Give every line of the rows below as a numbered list, leaving out blank lines.
————————
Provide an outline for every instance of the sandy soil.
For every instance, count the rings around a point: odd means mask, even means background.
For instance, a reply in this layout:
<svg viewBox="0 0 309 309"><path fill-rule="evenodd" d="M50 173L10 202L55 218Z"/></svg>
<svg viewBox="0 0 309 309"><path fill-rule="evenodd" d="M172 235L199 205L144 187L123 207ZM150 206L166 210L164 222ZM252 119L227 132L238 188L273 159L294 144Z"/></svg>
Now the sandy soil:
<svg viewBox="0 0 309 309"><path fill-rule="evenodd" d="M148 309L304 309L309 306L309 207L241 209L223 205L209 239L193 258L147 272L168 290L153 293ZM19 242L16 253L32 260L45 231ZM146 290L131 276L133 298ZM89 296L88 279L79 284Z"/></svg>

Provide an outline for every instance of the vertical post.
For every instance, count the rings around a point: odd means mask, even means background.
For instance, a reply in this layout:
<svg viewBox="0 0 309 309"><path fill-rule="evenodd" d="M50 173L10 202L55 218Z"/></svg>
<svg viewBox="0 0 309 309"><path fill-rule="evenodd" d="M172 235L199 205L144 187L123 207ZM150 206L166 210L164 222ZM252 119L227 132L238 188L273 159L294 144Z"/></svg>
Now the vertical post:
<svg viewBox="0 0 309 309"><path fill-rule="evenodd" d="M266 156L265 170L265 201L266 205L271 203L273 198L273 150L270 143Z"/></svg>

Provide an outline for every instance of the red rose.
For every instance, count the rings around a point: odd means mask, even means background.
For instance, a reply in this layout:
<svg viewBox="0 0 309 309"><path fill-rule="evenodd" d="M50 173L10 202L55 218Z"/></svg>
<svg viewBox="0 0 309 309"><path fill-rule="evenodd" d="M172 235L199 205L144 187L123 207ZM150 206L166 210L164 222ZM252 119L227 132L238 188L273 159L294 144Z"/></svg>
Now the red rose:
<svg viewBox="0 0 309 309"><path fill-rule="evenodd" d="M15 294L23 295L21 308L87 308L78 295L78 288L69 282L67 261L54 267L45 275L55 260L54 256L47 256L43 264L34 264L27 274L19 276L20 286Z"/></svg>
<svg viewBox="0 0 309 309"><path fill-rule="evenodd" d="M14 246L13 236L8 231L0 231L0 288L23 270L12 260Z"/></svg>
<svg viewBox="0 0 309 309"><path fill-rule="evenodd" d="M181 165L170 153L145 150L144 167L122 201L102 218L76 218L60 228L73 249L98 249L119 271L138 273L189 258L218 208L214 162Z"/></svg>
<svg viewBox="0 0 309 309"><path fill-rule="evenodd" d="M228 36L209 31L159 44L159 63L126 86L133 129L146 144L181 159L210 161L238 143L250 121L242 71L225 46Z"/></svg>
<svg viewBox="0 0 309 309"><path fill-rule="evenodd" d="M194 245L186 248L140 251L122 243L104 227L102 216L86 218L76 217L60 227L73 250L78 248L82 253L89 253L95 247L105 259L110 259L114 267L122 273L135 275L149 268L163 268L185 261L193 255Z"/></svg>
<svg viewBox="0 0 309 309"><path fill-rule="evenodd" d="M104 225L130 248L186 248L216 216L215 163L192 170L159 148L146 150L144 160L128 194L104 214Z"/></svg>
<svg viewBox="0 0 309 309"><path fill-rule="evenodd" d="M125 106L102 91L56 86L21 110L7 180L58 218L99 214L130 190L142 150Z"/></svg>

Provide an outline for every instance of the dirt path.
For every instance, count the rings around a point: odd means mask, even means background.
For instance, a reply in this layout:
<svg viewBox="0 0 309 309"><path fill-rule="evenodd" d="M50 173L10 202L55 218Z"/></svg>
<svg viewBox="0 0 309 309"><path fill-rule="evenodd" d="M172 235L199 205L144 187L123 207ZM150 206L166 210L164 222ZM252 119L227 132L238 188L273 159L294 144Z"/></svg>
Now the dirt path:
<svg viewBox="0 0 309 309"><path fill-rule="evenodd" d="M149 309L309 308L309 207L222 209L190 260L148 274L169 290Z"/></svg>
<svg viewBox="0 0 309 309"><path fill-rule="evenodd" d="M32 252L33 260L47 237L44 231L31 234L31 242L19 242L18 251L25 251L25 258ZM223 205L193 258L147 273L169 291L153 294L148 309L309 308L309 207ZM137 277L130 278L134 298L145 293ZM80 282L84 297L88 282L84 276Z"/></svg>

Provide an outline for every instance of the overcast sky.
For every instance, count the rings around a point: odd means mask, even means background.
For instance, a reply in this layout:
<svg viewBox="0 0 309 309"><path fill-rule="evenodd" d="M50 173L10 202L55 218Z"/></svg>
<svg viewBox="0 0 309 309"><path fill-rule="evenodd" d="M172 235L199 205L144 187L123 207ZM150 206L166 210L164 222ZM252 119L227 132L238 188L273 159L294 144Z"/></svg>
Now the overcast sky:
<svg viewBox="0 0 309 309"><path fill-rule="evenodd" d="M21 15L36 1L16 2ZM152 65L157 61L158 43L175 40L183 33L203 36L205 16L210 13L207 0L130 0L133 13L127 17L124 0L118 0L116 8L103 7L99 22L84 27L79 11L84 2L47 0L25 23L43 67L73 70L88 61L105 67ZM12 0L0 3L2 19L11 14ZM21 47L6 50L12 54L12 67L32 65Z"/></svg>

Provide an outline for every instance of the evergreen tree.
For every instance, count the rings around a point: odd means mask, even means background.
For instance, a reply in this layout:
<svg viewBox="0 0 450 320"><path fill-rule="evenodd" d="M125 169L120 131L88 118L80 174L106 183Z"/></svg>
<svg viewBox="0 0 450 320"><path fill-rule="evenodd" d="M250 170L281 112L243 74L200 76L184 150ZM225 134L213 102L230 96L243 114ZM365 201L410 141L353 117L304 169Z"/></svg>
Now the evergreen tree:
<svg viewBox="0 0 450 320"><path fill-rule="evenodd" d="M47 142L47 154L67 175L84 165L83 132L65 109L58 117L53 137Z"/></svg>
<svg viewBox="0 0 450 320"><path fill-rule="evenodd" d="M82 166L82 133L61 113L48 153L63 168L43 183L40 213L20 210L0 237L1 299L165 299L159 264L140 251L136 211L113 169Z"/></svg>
————————
[PROBLEM SOLUTION]
1. Provide an outline for every instance of the sandy soil.
2. For every instance, count the rings around a point: odd means mask, even means background.
3. For instance, a reply in this layout:
4. <svg viewBox="0 0 309 309"><path fill-rule="evenodd" d="M50 173L10 202L55 218Z"/></svg>
5. <svg viewBox="0 0 309 309"><path fill-rule="evenodd" d="M172 235L199 205L144 187L123 207ZM150 206L166 210L164 222ZM252 119L227 132L238 188L273 159L294 144Z"/></svg>
6. Now the sandy soil:
7. <svg viewBox="0 0 309 309"><path fill-rule="evenodd" d="M148 309L304 309L309 306L309 207L241 209L223 205L209 239L193 258L147 272L168 290L153 293ZM19 242L16 253L32 260L45 231ZM146 290L131 276L133 298ZM89 296L88 279L79 284Z"/></svg>
8. Provide an outline for every instance of the vertical post.
9. For every instance, count the rings around a point: odd means mask, even means background.
10. For instance, a reply in this layout:
11. <svg viewBox="0 0 309 309"><path fill-rule="evenodd" d="M50 173L10 202L55 218Z"/></svg>
12. <svg viewBox="0 0 309 309"><path fill-rule="evenodd" d="M172 235L199 205L144 187L123 207ZM150 206L166 210L164 222ZM252 119L227 132L238 188L273 159L294 144Z"/></svg>
13. Now the vertical post:
14. <svg viewBox="0 0 309 309"><path fill-rule="evenodd" d="M266 156L265 170L265 201L266 205L271 203L273 198L273 150L270 143Z"/></svg>
15. Provide an outline for every instance of the red rose.
16. For every instance, count the rings around a point: odd means mask, even means background.
17. For instance, a reply in this layout:
18. <svg viewBox="0 0 309 309"><path fill-rule="evenodd" d="M50 173L10 202L55 218Z"/></svg>
19. <svg viewBox="0 0 309 309"><path fill-rule="evenodd" d="M172 235L199 205L144 187L123 207ZM150 206L166 210L164 222ZM252 119L227 132L238 188L273 159L294 144Z"/></svg>
20. Now the red rose:
21. <svg viewBox="0 0 309 309"><path fill-rule="evenodd" d="M15 294L23 295L21 308L87 308L78 295L78 288L69 282L67 261L54 267L45 275L55 260L54 256L47 256L43 264L34 264L27 274L19 276L20 286Z"/></svg>
22. <svg viewBox="0 0 309 309"><path fill-rule="evenodd" d="M14 246L13 236L8 231L0 231L0 288L23 270L12 260Z"/></svg>
23. <svg viewBox="0 0 309 309"><path fill-rule="evenodd" d="M181 165L170 153L145 150L144 167L122 201L102 218L76 218L60 228L73 249L98 249L119 271L138 273L189 258L218 208L214 162Z"/></svg>
24. <svg viewBox="0 0 309 309"><path fill-rule="evenodd" d="M228 36L209 31L159 44L159 63L126 86L133 129L146 144L181 159L210 161L238 143L250 121L242 71L225 46Z"/></svg>
25. <svg viewBox="0 0 309 309"><path fill-rule="evenodd" d="M194 245L186 248L140 251L122 243L104 227L102 216L86 218L76 217L60 227L73 250L78 248L82 253L89 253L95 247L105 259L110 259L114 267L122 273L135 275L149 268L163 268L185 261L193 255Z"/></svg>
26. <svg viewBox="0 0 309 309"><path fill-rule="evenodd" d="M104 225L130 248L186 248L216 216L215 163L192 170L159 148L146 150L144 160L128 194L104 214Z"/></svg>
27. <svg viewBox="0 0 309 309"><path fill-rule="evenodd" d="M125 106L102 91L56 86L21 110L7 180L58 218L99 214L130 190L142 150Z"/></svg>
28. Provide an outline for every instance of the dirt path.
29. For every instance, count the rings around a point: odd means mask, even means background.
30. For instance, a reply in this layout:
31. <svg viewBox="0 0 309 309"><path fill-rule="evenodd" d="M50 173L10 202L55 218Z"/></svg>
32. <svg viewBox="0 0 309 309"><path fill-rule="evenodd" d="M172 235L199 205L144 187L123 207ZM150 206L166 210L164 222ZM252 119L227 132L238 188L273 159L294 144Z"/></svg>
33. Now the dirt path:
34. <svg viewBox="0 0 309 309"><path fill-rule="evenodd" d="M149 309L309 308L309 207L222 209L190 260L148 274L169 290Z"/></svg>
35. <svg viewBox="0 0 309 309"><path fill-rule="evenodd" d="M32 252L33 260L47 237L44 231L31 234L31 242L19 242L18 251L25 251L25 258ZM223 205L193 258L147 273L169 291L153 294L148 309L309 308L309 207ZM137 277L130 278L134 298L145 293ZM80 282L84 297L88 282L84 276Z"/></svg>
36. Provide an outline for every instance of the overcast sky.
37. For every instance, count the rings around a point: odd means mask, even means background.
38. For instance, a reply in this layout:
39. <svg viewBox="0 0 309 309"><path fill-rule="evenodd" d="M50 173L10 202L55 218Z"/></svg>
40. <svg viewBox="0 0 309 309"><path fill-rule="evenodd" d="M172 235L199 205L144 187L123 207ZM150 206L166 210L164 222ZM252 119L227 132L238 188L273 159L294 144Z"/></svg>
41. Now the overcast sky:
42. <svg viewBox="0 0 309 309"><path fill-rule="evenodd" d="M21 15L36 1L16 2ZM152 65L157 61L158 43L175 40L183 33L203 36L205 16L210 13L207 0L130 0L133 13L127 17L124 0L118 0L116 8L103 7L99 22L84 27L79 11L84 2L47 0L25 23L43 67L73 70L88 61L105 67ZM12 0L0 3L2 19L11 14ZM21 47L6 50L12 54L12 67L32 65Z"/></svg>
43. Provide an outline for every instance of the evergreen tree.
44. For every instance, count the rings around a point: odd means mask, even means background.
45. For instance, a reply in this layout:
46. <svg viewBox="0 0 450 320"><path fill-rule="evenodd" d="M125 169L120 131L88 118L80 174L106 183Z"/></svg>
47. <svg viewBox="0 0 450 320"><path fill-rule="evenodd" d="M250 170L281 112L243 74L200 76L184 150ZM225 134L213 102L230 96L243 114ZM365 201L410 141L353 117L304 169Z"/></svg>
48. Now the evergreen tree:
49. <svg viewBox="0 0 450 320"><path fill-rule="evenodd" d="M47 142L47 154L67 175L84 165L83 132L65 109L58 117L53 137Z"/></svg>
50. <svg viewBox="0 0 450 320"><path fill-rule="evenodd" d="M82 166L82 133L61 113L48 153L63 168L43 183L40 213L20 210L0 237L1 299L165 299L159 264L140 251L136 211L113 169Z"/></svg>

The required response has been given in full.